Problem details
Copy each line below exactly and leave the pictures out.

Region segmentation data
......
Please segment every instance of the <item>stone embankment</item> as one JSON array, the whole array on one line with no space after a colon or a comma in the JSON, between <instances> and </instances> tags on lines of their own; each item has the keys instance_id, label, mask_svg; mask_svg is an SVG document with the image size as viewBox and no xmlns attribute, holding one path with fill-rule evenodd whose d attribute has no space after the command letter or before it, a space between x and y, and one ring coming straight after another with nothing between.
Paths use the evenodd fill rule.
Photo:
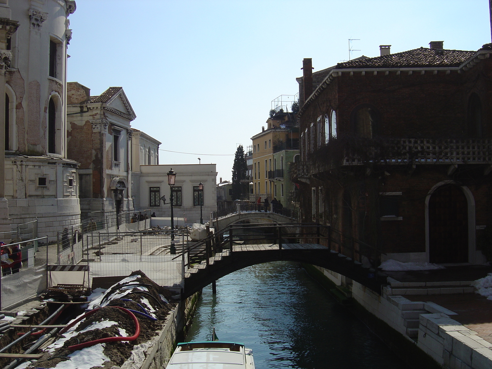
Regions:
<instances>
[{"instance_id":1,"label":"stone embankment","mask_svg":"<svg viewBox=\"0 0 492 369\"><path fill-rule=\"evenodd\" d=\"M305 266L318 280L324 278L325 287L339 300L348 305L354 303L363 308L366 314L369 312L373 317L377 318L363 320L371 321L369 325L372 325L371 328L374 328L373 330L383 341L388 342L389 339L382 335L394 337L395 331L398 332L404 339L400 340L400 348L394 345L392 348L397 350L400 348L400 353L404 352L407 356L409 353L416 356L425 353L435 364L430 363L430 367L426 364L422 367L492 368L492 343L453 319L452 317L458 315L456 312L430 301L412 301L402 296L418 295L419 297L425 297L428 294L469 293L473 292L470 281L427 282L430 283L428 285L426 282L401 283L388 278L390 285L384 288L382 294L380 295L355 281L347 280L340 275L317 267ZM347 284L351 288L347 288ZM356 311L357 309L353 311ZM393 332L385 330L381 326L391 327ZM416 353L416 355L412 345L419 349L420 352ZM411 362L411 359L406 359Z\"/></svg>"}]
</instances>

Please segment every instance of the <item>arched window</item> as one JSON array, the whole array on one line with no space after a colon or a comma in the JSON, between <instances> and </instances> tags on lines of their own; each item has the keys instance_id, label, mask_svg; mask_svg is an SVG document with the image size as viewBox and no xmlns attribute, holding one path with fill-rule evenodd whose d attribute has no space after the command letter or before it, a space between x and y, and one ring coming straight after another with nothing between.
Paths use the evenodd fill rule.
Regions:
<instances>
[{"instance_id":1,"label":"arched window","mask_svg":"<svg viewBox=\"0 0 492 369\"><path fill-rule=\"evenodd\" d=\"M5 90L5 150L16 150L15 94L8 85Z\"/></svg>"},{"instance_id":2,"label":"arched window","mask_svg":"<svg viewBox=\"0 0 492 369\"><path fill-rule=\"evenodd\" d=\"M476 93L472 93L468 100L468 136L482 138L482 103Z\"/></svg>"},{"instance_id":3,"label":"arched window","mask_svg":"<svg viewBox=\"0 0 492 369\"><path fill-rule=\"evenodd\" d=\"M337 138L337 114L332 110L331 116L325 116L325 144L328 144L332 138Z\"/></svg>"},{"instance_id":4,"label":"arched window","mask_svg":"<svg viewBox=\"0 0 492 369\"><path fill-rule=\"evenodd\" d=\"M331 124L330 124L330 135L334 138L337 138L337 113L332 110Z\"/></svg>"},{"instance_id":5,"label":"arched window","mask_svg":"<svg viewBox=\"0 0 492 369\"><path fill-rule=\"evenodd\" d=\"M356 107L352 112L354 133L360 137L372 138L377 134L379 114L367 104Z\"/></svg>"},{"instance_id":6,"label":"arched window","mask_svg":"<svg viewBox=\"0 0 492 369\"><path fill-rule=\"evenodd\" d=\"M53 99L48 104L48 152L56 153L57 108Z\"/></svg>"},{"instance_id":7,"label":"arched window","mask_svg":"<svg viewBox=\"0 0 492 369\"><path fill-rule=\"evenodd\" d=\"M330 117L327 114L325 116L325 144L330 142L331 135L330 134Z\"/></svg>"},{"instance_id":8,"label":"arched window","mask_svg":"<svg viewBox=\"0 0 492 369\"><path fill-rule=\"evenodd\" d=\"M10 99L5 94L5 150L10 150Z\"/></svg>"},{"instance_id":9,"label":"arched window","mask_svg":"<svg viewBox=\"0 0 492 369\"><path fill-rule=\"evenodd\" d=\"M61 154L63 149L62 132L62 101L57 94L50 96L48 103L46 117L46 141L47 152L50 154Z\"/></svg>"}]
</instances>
......
Full answer
Please segment every instance of the <item>stone embankment</item> as one JSON array, the whole array on one line with no space after a colon or a comma in the JSON, between <instances> and </instances> tags on lines of their own; each item has the keys instance_id, label, mask_svg; mask_svg is an SVG document with the image size as viewBox and no xmlns attribute, holding one path with fill-rule evenodd whose d attribute has no space after the command letter or before it, a space between x and y, and one ring coming straight after another with nothing between.
Paths use the evenodd fill rule.
Photo:
Regions:
<instances>
[{"instance_id":1,"label":"stone embankment","mask_svg":"<svg viewBox=\"0 0 492 369\"><path fill-rule=\"evenodd\" d=\"M305 266L318 280L324 278L325 287L339 300L348 305L354 303L363 308L366 314L369 312L373 317L377 318L363 320L371 321L369 325L372 325L371 328L374 328L373 330L383 341L388 342L389 339L382 335L394 337L395 331L398 332L404 339L400 340L400 348L394 345L392 348L397 350L400 348L400 353L404 352L407 356L409 353L416 356L425 353L435 364L430 363L430 367L426 364L422 367L492 368L492 343L453 319L452 317L458 315L456 312L430 301L412 301L402 296L418 295L419 297L425 297L428 294L469 293L473 292L470 281L427 282L430 283L428 285L426 282L401 283L388 278L390 285L384 288L382 294L380 295L355 281L347 280L340 275L317 267ZM347 284L351 288L347 288ZM356 311L357 309L353 311ZM393 332L385 330L381 326L391 327ZM416 353L416 355L412 345L419 349L420 352ZM411 362L411 359L406 359Z\"/></svg>"}]
</instances>

Please segment every instance of the <item>arched window</item> as one JSON array, the whole array on one line with no space after a colon or a comma in the JSON, between <instances> and </instances> tags on lines of their own; each item has the keys instance_id, label, mask_svg; mask_svg is an SVG document with the image size as viewBox and no xmlns attribute, holding one path with fill-rule evenodd whose d attribute has no space after the command letter or before it, a space between x and y, and one ring coming straight after another with nothing between.
Paths use the evenodd fill rule.
Regions:
<instances>
[{"instance_id":1,"label":"arched window","mask_svg":"<svg viewBox=\"0 0 492 369\"><path fill-rule=\"evenodd\" d=\"M5 90L5 150L16 150L15 94L8 85Z\"/></svg>"},{"instance_id":2,"label":"arched window","mask_svg":"<svg viewBox=\"0 0 492 369\"><path fill-rule=\"evenodd\" d=\"M476 93L472 93L468 100L468 136L482 138L482 103Z\"/></svg>"},{"instance_id":3,"label":"arched window","mask_svg":"<svg viewBox=\"0 0 492 369\"><path fill-rule=\"evenodd\" d=\"M337 138L337 114L332 110L331 116L325 116L325 144L328 144L332 138Z\"/></svg>"},{"instance_id":4,"label":"arched window","mask_svg":"<svg viewBox=\"0 0 492 369\"><path fill-rule=\"evenodd\" d=\"M331 124L330 124L330 135L334 138L337 138L337 113L332 110Z\"/></svg>"},{"instance_id":5,"label":"arched window","mask_svg":"<svg viewBox=\"0 0 492 369\"><path fill-rule=\"evenodd\" d=\"M356 107L352 112L354 133L360 137L372 138L377 134L379 114L367 104Z\"/></svg>"},{"instance_id":6,"label":"arched window","mask_svg":"<svg viewBox=\"0 0 492 369\"><path fill-rule=\"evenodd\" d=\"M53 99L48 104L48 152L56 153L57 108Z\"/></svg>"},{"instance_id":7,"label":"arched window","mask_svg":"<svg viewBox=\"0 0 492 369\"><path fill-rule=\"evenodd\" d=\"M330 117L327 114L325 116L325 144L330 142L331 135L330 134Z\"/></svg>"},{"instance_id":8,"label":"arched window","mask_svg":"<svg viewBox=\"0 0 492 369\"><path fill-rule=\"evenodd\" d=\"M10 99L5 94L5 150L10 150Z\"/></svg>"},{"instance_id":9,"label":"arched window","mask_svg":"<svg viewBox=\"0 0 492 369\"><path fill-rule=\"evenodd\" d=\"M61 154L63 149L62 132L62 101L57 94L50 96L48 103L46 117L46 141L47 152L50 154Z\"/></svg>"}]
</instances>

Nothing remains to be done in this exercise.